══ Texte source ══

Une quarantaine de femmes politiques internationales ont également appelé le 1er juillet à s'opposer au projet israélien d'annexion. «Une telle mesure détruira un demi-siècle d'efforts pour la paix dans la région et aura des conséquences considérables», préviennent les signataires de ce texte, parmi lesquelles l'ex-présidente suisse Micheline Calmy-Rey, l'ancienne ministre française de la Justice Christiane Taubira, l'avocate iranienne et lauréate du prix Nobel de la paix Shirin Ebadi ou l'ancienne ministre sud-africaine Barbara Hogan.
Une vingtaine de roquettes vers la Méditerranée en guise d'avertissement
Dans l'enclave de Gaza, sous blocus israélien, des milliers de Palestiniens ont manifesté leur opposition au plan. «La résistance doit reprendre, seul le recours à la force fait peur à Israël», a déclaré un manifestant cité par l'AFP. Toute annexion, sans pourparlers de paix préalables, serait une «déclaration de guerre», a récemment averti le Hamas, qui ne cherche pas, selon des analystes, une nouvelle confrontation avec Israël mais a lancé une vingtaine de roquettes vers la Méditerranée en guise d'avertissement. Le Hamas participait ce 2 juillet aux côtés du parti Fatah du président de l'Autorité palestinienne, au pouvoir en Cisjordanie, à une conférence de presse à Ramallah sur le projet d'annexion israélien.
«Mépris cynique»
Des manifestations ont eu lieu à Ramallah et Jéricho, en Cisjordanie, où les autorités ont annoncé un bouclage du territoire pour cinq jours dès le 3 juillet en raison d'une hausse des cas de coronavirus. Les Palestiniens tentent de rallier des appuis contre le projet israélien qui fait voler en éclats, selon eux, les accords d'Oslo prévoyant une solution «à deux Etats». Or depuis la signature de ces accords en 1993, la population dans les colonies, jugées illégales par le droit international, a plus que triplé pour dépasser aujourd'hui les 450 000 Israéliens. Plus de 2,8 millions de Palestiniens vivent aussi en Cisjordanie. «Le droit international est clair comme du cristal : l'annexion est illégale. Si Israël va de l'avant, cela témoignera de son mépris cynique du droit international au profit de la loi de la jungle», affirme Saleh Hijazi, d'Amnesty International.

═══
══ Extraits de données ══

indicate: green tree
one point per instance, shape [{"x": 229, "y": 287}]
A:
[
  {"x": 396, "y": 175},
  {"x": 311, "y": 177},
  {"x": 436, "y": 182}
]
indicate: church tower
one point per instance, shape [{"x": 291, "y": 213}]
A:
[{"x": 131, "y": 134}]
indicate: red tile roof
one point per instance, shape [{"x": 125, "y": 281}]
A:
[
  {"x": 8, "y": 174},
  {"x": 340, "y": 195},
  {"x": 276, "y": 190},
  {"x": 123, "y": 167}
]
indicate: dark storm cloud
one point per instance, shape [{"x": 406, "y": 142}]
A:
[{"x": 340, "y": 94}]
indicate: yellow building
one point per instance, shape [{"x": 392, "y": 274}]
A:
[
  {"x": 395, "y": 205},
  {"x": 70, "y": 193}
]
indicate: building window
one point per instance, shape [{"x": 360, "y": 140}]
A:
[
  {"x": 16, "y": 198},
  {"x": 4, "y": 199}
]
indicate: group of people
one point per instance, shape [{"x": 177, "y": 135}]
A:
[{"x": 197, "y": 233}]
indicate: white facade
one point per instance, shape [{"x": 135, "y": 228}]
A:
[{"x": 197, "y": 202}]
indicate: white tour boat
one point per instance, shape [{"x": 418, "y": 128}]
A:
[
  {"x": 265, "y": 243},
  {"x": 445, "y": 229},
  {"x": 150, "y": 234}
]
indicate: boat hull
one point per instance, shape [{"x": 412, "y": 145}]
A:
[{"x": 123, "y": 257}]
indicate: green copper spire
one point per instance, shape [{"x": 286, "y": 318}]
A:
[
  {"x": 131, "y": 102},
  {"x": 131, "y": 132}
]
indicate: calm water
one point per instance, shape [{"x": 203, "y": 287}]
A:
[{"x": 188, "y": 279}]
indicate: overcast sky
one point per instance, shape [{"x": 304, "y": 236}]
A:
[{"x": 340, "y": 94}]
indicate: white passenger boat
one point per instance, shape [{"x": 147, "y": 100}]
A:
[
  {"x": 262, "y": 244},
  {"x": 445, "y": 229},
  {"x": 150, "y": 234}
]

═══

Consigne
Poursuivez le texte sur l'opposition au projet israélien d'annexion en Cisjordanie à partir de sa dernière phrase. Ces enregistrements proviennent d'une source distincte du texte.

Réponse attendue
Les Palestiniens se disent prêts à relancer des négociations avec les Israéliens mais pas sur les bases du plan américain. «Nous n'allons pas nous asseoir à une table de négociations où sont proposés l'annexion ou le plan Trump car il ne s'agit pas là d'un plan de paix, mais d'un projet pour légitimer l'occupation», a déclaré à l'AFP le négociateur des Palestiniens Saëb Erakat.
Joe Biden, hostile à l'annexion, pourrait anéantir l'appui américain
Selon l'accord conclu entre Benjamin Netanyahou et son ex-rival Benny Gantz, leur gouvernement d'union pouvait se prononcer à partir du 1er juillet sur l'application du plan américain pour le Proche-Orient, qui prévoit notamment l'annexion par Israël de la vallée du Jourdain et de colonies juives établies en Cisjordanie. Le Premier ministre, proche allié du président Donald Trump, bénéficie d'une «fenêtre» de tir de quelques mois car une victoire en novembre à la présidentielle américaine du démocrate Joe Biden, hostile à l'annexion, pourrait anéantir l'appui américain à ce projet condamné par les Palestiniens.
Benjamin Netanyahou, qui a rencontré le 30 juin à Jérusalem Avi Berkowitz, conseiller spécial de Donald Trump, et David Friedman, ambassadeur américain en Israël, «poursuit ses discussions avec les Américains», ont fait savoir le même jour ses services. Il s'entretient aussi avec de hauts responsables militaires et du renseignement, a ajouté cette source, confirmant sans plus de détails que «d'autres discussions étaient au programme des prochains jours». Benjamin Netanyahou optera-t-il pour une approche maximaliste avec le rattachement à Israël de la vallée du Jourdain et d'une centaine de colonies, ou une approche minimaliste en visant une poignée de colonies ? A moins qu'il ne repousse le projet aux calendes grecques.